- [What you should do]: What is expected is a word-for-word copy of all the entries.

- [Records for the exercise]:
───

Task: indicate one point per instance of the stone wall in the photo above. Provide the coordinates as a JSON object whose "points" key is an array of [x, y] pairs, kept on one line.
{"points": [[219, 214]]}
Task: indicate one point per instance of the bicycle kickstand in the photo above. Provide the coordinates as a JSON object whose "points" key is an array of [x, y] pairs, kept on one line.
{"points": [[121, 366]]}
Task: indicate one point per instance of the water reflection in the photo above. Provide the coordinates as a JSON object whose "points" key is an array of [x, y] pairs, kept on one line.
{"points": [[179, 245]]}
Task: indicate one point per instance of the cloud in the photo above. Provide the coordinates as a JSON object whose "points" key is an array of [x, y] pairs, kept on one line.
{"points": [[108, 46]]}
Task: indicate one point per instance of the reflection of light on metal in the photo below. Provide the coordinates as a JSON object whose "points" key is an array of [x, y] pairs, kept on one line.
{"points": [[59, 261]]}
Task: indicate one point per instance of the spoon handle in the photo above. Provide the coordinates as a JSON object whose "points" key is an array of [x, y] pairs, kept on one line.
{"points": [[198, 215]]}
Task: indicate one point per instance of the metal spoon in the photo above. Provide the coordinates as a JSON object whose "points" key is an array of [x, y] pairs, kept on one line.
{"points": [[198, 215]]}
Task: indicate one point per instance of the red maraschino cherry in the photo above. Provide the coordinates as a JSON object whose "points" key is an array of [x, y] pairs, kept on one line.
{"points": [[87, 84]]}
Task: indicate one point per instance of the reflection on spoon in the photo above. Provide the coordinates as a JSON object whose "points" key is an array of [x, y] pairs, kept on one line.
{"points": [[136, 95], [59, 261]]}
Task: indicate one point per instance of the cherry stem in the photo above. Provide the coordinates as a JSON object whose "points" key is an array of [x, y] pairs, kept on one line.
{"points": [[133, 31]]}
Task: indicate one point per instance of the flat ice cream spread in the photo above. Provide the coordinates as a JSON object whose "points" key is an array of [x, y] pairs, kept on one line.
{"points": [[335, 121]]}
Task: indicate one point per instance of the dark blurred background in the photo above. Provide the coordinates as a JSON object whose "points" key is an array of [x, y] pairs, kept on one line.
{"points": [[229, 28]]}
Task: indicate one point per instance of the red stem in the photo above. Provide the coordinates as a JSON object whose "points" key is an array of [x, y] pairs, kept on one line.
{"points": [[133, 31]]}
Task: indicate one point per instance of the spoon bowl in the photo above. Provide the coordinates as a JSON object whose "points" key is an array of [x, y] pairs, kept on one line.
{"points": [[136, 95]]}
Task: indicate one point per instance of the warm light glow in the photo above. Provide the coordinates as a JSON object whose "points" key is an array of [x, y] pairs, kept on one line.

───

- [Solution to the exercise]:
Task: indicate one point per instance of the stone wall in the photo above. Provide the coordinates as a JSON object whose "points" key is an array of [x, y] pairs, kept on one line.
{"points": [[219, 214]]}
Task: indicate one point per instance of the bicycle kickstand in the photo above. Provide the coordinates as a JSON object whose "points" key is an array of [x, y] pairs, kept on one line.
{"points": [[121, 366]]}
Task: indicate one point per instance of the water reflection in the photo above. Provide the coordinates as a JSON object whose "points" key is an array of [x, y] pairs, kept on one line.
{"points": [[179, 245]]}
Task: indicate one point per instance of the cloud in the photo above. Provide the coordinates as a JSON object whose "points" key is an array of [x, y] pairs, kept on one line.
{"points": [[108, 46]]}
Task: indicate one point per instance of the reflection of light on metal in the photo below. Provide the coordinates as a JSON object whose "points" key is an array of [x, y] pairs, kept on one line.
{"points": [[59, 261]]}
Task: indicate one point per instance of the spoon handle in the photo above. Provide the coordinates as a JSON object whose "points" key is an array of [x, y] pairs, kept on one line.
{"points": [[198, 215]]}
Task: indicate one point per instance of the metal spoon in the photo above. Provide the coordinates as a JSON object whose "points" key is an array of [x, y] pairs, kept on one line.
{"points": [[198, 215]]}
Task: indicate one point per instance of the red maraschino cherry in the photo above. Provide the coordinates as a JSON object whose "points" key is an array of [x, y] pairs, kept on one line.
{"points": [[87, 84]]}
Task: indicate one point per instance of the reflection on spoon in the photo above. Provide the coordinates as a JSON object whose "points" key is an array of [x, y] pairs, kept on one line.
{"points": [[136, 95], [59, 261]]}
Task: indicate one point per instance of the cherry stem in the photo above. Provide the coordinates as a JSON object whose "points" key is an array of [x, y] pairs, kept on one line.
{"points": [[133, 31]]}
Task: indicate one point per instance of the flat ice cream spread in the photo above. Provide the coordinates as a JSON object whose "points" key is an array of [x, y] pairs, kept on one line.
{"points": [[335, 121]]}
Task: indicate one point per instance of the dark blurred background in the photo above. Provide the coordinates as a JSON object whose "points" key is an array of [x, y] pairs, kept on one line.
{"points": [[229, 28]]}
Task: indicate one point per instance of the red stem in the photo above. Provide the coordinates as a JSON object whose "points" key is an array of [x, y] pairs, kept on one line.
{"points": [[133, 31]]}
Task: indicate one point per instance of the spoon bowl in the photo above. Provide the coordinates as a JSON object whose "points" key is an array of [x, y] pairs, kept on one line.
{"points": [[136, 95]]}
Task: indicate one point per instance of the warm light glow in the photo above. Provide the coordinates as a JSON object whose "points" key is an array of [x, y] pairs, kept on one line.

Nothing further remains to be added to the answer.